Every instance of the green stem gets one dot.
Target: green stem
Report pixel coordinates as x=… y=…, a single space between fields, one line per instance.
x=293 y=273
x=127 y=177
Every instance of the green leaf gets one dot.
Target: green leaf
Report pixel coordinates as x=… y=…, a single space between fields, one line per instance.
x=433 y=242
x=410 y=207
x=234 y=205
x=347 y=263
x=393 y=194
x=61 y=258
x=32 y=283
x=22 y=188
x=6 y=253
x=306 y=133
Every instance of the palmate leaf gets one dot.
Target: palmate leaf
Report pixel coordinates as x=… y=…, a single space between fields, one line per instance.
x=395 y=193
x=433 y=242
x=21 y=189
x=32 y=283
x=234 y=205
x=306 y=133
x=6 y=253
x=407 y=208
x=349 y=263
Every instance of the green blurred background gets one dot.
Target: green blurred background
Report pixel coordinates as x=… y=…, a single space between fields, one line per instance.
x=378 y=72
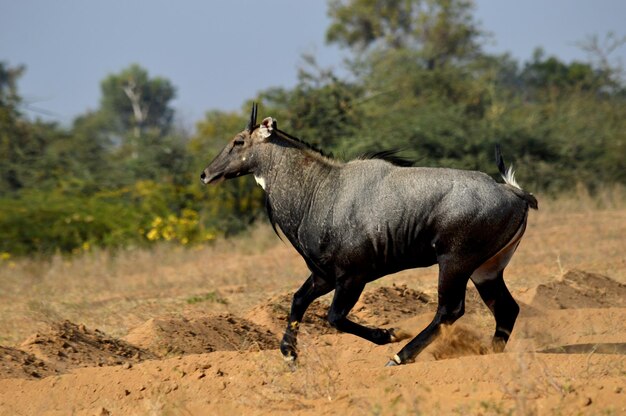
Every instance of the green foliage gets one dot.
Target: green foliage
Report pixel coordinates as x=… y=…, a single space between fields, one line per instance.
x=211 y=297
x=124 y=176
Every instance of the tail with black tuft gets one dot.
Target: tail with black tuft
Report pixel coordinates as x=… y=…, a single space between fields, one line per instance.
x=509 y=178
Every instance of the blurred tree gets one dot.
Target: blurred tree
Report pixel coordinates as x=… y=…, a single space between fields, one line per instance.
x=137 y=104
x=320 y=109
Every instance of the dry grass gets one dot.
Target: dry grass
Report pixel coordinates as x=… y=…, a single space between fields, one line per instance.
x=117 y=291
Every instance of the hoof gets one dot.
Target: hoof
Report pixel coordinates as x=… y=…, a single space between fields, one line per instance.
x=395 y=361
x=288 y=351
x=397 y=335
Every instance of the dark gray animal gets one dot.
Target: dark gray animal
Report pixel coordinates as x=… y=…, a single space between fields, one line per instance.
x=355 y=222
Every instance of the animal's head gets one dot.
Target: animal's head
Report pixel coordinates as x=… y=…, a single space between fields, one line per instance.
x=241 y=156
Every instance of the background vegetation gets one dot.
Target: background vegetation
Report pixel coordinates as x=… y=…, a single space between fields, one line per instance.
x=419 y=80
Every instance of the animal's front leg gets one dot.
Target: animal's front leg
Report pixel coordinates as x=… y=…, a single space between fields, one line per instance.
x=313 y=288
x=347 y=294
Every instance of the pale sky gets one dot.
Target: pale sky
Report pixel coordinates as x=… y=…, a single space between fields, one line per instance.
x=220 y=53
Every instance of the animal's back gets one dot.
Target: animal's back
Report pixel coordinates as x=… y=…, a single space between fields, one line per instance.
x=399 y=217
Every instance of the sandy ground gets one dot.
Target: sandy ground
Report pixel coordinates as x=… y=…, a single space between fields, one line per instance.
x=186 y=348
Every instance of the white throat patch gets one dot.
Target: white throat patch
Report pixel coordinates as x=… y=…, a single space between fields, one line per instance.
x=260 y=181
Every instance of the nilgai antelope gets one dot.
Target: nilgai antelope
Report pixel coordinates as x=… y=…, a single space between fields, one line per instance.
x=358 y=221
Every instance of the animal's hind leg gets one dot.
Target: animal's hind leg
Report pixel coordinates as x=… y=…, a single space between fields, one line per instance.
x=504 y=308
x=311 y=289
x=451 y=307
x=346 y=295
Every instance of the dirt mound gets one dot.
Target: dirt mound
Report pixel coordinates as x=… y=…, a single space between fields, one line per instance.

### Task objective
Give the count of lines in the listing where the word "dark" occurs, with no further words.

### The completed task
2